§ Task requirements
Print the following data lines exactly as they stand, without altering any character.

___ Data extract

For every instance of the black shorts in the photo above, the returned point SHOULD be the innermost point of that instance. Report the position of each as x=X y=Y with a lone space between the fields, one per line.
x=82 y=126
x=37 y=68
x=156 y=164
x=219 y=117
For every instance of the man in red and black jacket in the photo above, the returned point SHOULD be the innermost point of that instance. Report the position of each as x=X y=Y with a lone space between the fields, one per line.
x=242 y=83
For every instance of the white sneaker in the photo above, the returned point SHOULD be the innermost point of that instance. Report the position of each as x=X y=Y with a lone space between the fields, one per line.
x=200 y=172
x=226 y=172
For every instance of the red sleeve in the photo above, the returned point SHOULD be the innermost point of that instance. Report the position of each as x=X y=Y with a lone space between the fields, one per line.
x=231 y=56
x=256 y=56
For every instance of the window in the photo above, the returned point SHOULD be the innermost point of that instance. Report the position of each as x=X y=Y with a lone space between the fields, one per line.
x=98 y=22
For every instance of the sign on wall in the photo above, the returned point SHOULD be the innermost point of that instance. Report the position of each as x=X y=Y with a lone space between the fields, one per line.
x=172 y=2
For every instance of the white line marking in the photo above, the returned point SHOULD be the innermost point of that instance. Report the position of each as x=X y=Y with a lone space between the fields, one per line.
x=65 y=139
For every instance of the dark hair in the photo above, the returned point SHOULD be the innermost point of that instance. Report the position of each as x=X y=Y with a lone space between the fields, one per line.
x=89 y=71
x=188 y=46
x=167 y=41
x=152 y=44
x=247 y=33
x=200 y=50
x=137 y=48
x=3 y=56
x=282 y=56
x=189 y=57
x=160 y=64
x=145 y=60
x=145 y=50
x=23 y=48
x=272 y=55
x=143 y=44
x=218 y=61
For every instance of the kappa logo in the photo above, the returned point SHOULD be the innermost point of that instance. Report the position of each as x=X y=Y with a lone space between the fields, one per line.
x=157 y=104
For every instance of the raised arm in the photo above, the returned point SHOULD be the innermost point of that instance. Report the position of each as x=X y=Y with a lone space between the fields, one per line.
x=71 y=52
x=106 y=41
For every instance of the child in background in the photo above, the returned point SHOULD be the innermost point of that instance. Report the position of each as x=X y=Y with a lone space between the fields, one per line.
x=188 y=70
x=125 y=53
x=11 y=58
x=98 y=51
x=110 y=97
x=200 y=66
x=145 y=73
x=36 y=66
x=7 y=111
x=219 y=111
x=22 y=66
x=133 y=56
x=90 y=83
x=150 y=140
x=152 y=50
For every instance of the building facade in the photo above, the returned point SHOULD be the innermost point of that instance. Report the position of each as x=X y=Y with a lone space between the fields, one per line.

______

§ The response
For every instance of the black shorts in the photo above, the returned point SHOULD be the innermost point of that instance. Report the position of each as x=X y=Y with a lone space between the fields, one per line.
x=82 y=126
x=37 y=68
x=156 y=164
x=219 y=117
For every instance of the man in red and black jacket in the photo above, the returned point SHOULD be the innermost point of that instance. Report the position of each as x=X y=Y with a lone space between the fields, one per line.
x=242 y=83
For every instance of the white sneaker in the photo above, the returned point SHOULD be the innermost point of that instance. Report the position of each as x=X y=Y with a lone space between the fields, one per line.
x=200 y=172
x=226 y=172
For every instance of the red sleeve in the photo above, the returned point SHOULD be the innermost point of that instance. Report the position of each as x=X y=Y with a lone space between the fields, one per line.
x=231 y=56
x=256 y=56
For every instance of the window in the photo above, the returned point SHOULD be the innermost point of that instance. Report the position of each as x=X y=Y with a lone space between the fields, one per line.
x=98 y=22
For every instance of the sign on wall in the photo above, the returned point SHOULD be the innermost point of that instance. Report the position of each as x=X y=Y with a lone space between the fields, one per line.
x=172 y=2
For every instance of the white line marking in the photo above, the returned point SHOULD be the innermost point of that instance. Report the position of each as x=X y=Y with a lone space between the fields, one per line.
x=65 y=139
For every instance of the dark hair in the photo above, the returned point SHOULD be the innermost point of that instance. Report the position of each as x=X y=Y with a lone space between the fields, one per line.
x=89 y=71
x=188 y=46
x=167 y=41
x=152 y=44
x=247 y=33
x=200 y=50
x=137 y=48
x=3 y=56
x=282 y=56
x=189 y=57
x=160 y=64
x=145 y=60
x=145 y=50
x=23 y=48
x=272 y=55
x=143 y=44
x=218 y=61
For every instance of the kappa logo in the photo above, the returned point SHOULD be the innermost point of that instance. Report the position of each as x=X y=Y with a lone space between the fields, one per line.
x=157 y=104
For every instance of the raised arm in the photo above, the returned point SHOULD be the innermost point of that instance. Report the position of each as x=X y=Y with a lone space between the fields, one per line.
x=71 y=52
x=106 y=41
For every instance of the child in background in the photo above, the returned point SHOULD be the innermost point of that instance. Report the position of each as x=X y=Y with a lone space between the fields, one per line.
x=188 y=70
x=125 y=53
x=11 y=58
x=98 y=51
x=110 y=97
x=200 y=66
x=145 y=73
x=36 y=66
x=7 y=111
x=219 y=111
x=22 y=66
x=133 y=56
x=90 y=83
x=150 y=140
x=152 y=50
For every instance of the building facade in the photo above, the returned point SHOULD be the innermost point of that instance. Report the position of each as x=X y=Y with a lone space between the fields, one per line.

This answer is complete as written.